Written task:
Please print every line from the one containing "Task: a point for each instance of the black bag, written" through the last line of the records below, exactly as written and nothing more.

───── Given records ─────

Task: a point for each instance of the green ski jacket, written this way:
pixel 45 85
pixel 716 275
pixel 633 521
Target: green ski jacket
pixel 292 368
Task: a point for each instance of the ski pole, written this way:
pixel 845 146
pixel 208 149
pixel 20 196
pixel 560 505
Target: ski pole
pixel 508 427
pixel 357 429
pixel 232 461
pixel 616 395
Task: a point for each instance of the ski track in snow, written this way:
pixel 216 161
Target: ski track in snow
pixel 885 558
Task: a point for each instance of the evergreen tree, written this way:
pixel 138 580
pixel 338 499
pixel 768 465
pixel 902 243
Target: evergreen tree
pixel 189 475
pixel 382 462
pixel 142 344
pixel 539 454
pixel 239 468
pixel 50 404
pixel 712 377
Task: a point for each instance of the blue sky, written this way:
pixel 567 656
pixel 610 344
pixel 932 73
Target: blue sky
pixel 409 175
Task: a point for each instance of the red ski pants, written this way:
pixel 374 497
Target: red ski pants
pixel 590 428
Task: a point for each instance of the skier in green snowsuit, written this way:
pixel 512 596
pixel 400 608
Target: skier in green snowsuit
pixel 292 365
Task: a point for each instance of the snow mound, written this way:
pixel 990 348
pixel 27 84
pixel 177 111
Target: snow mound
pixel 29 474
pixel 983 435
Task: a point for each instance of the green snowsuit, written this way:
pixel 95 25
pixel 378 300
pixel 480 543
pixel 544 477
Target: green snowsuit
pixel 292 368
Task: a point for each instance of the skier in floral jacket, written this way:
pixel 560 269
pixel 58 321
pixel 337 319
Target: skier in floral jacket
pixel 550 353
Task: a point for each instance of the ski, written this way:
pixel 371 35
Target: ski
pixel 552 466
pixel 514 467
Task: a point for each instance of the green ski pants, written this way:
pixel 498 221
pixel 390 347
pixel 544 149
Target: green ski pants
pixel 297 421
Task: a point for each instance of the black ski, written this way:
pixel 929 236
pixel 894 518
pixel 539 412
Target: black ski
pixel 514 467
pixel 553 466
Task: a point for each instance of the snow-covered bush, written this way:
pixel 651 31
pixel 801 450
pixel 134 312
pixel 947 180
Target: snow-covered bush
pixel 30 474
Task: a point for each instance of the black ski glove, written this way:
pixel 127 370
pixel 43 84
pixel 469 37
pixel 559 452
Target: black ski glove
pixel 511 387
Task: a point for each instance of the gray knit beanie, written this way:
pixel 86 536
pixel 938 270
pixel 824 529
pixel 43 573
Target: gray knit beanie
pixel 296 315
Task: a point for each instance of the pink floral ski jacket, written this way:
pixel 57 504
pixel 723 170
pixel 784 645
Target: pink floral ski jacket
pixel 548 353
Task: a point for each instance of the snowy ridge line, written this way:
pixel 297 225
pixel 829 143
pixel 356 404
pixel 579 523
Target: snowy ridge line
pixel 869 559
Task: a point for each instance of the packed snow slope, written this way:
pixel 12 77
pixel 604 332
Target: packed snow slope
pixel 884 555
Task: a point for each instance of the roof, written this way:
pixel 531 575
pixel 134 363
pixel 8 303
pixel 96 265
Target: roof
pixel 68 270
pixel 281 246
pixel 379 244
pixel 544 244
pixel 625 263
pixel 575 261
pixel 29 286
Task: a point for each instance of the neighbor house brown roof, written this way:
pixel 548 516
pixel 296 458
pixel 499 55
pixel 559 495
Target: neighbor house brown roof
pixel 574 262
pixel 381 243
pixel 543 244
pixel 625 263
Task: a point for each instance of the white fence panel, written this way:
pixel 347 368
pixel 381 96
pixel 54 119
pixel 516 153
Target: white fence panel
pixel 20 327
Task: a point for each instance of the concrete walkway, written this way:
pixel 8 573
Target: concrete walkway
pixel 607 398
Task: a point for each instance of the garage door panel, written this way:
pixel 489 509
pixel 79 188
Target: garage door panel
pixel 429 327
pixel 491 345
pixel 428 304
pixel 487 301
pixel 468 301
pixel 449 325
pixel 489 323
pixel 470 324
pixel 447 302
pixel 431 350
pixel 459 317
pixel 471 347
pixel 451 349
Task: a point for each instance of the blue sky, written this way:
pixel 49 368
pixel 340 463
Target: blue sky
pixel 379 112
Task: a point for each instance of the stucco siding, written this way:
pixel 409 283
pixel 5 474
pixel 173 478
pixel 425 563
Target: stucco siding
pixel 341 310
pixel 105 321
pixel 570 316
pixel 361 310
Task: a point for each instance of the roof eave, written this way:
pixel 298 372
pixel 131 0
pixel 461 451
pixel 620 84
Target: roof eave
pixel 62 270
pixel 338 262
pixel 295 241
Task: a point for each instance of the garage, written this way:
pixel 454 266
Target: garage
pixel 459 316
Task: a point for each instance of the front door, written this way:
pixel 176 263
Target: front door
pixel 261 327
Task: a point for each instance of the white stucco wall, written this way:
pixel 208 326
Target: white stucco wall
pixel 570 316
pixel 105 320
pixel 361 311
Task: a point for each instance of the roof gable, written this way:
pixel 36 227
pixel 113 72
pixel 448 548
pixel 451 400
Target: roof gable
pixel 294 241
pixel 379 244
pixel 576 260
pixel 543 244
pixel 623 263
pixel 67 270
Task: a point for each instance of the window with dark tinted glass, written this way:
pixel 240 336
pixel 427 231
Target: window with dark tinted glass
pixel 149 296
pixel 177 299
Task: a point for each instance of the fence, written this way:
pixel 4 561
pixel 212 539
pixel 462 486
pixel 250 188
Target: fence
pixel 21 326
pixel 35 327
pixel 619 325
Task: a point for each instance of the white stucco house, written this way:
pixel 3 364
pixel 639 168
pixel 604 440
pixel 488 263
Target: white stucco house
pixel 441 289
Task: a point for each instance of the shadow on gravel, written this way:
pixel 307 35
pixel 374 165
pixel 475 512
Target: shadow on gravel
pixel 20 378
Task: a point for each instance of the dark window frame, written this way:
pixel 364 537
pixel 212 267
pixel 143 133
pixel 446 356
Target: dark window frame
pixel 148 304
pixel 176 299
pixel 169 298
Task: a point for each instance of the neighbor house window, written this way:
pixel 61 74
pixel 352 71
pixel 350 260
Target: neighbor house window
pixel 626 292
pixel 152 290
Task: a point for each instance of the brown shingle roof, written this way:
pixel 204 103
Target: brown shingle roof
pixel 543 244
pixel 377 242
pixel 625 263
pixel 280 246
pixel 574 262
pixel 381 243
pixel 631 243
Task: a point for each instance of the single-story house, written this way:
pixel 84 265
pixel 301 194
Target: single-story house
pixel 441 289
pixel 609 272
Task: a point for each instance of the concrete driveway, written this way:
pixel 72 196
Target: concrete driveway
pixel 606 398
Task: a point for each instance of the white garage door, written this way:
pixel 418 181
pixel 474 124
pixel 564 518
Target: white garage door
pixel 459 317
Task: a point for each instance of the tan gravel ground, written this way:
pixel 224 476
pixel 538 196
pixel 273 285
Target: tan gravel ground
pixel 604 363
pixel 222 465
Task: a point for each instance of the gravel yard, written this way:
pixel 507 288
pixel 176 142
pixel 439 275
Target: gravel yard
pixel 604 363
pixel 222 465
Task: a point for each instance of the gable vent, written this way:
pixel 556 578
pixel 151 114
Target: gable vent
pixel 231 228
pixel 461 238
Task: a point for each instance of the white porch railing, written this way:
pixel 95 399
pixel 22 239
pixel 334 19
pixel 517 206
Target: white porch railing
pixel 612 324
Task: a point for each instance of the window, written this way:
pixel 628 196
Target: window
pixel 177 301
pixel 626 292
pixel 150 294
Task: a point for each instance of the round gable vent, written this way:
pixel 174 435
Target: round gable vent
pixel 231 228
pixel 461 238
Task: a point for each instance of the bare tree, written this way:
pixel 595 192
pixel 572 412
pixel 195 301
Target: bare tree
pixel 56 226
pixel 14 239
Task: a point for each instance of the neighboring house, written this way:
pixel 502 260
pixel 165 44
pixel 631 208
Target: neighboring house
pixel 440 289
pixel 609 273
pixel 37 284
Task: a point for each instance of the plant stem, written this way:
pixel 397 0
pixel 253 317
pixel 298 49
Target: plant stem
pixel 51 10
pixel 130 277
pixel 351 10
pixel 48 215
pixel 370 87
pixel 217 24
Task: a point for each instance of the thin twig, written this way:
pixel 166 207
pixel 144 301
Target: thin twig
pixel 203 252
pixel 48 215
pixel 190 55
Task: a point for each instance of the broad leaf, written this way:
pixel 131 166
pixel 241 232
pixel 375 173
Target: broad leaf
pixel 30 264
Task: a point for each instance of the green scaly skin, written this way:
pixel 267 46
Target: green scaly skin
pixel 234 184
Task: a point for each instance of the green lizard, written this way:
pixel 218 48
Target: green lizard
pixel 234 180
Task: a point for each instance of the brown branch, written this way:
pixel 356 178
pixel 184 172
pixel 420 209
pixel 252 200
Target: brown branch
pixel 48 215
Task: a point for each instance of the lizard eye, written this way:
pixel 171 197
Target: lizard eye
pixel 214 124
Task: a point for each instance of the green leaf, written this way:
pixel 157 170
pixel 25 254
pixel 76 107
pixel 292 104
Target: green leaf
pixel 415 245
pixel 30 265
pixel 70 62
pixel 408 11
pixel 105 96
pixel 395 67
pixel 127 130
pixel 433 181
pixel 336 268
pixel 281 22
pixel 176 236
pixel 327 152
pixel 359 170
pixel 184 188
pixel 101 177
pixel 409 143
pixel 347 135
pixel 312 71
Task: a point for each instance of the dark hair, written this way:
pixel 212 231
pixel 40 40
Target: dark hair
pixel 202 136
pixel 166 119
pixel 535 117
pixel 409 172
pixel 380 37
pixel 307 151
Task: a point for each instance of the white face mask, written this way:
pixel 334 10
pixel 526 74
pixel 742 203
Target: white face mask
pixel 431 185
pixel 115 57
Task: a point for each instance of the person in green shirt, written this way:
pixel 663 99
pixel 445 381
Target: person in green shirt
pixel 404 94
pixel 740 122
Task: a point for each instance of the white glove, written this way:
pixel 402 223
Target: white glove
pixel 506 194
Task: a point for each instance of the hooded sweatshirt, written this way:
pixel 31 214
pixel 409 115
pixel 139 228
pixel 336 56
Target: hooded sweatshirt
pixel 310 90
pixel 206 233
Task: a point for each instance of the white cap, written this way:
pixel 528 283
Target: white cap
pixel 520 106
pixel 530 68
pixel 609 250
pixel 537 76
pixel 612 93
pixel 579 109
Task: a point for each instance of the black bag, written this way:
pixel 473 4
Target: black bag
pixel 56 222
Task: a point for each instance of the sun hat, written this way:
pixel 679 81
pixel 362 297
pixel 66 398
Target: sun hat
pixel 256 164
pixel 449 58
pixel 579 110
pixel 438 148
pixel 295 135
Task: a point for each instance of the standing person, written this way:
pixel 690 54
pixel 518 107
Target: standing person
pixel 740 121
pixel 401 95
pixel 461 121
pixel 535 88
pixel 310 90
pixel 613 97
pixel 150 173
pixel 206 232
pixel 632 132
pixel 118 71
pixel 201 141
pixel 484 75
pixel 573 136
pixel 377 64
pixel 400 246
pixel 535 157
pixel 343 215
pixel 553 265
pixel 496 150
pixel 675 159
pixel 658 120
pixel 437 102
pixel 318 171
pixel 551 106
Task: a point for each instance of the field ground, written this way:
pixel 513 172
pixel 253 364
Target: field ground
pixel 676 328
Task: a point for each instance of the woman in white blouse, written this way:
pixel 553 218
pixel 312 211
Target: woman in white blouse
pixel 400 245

─────

Exercise output:
Task: a point for each instance of the black bag, written this way:
pixel 473 4
Target: black bag
pixel 56 222
Task: a point for each instance of the sun hat, written this way:
pixel 679 81
pixel 362 297
pixel 66 398
Target: sun hat
pixel 256 164
pixel 449 58
pixel 579 110
pixel 438 148
pixel 295 135
Task: a point for each instance of the standing person, written this way:
pixel 690 54
pixel 518 107
Target: standing person
pixel 740 121
pixel 401 95
pixel 461 121
pixel 535 88
pixel 310 90
pixel 613 97
pixel 150 173
pixel 206 232
pixel 632 132
pixel 118 71
pixel 201 141
pixel 484 75
pixel 573 136
pixel 377 64
pixel 400 246
pixel 535 157
pixel 343 215
pixel 553 265
pixel 496 150
pixel 675 159
pixel 658 120
pixel 437 102
pixel 318 171
pixel 551 106
Task: a point for each instance of the field ground, written this way:
pixel 513 172
pixel 253 364
Target: field ground
pixel 676 328
Task: a point for each instance of the woman in white blouse, written this way:
pixel 553 218
pixel 312 211
Target: woman in white blouse
pixel 400 245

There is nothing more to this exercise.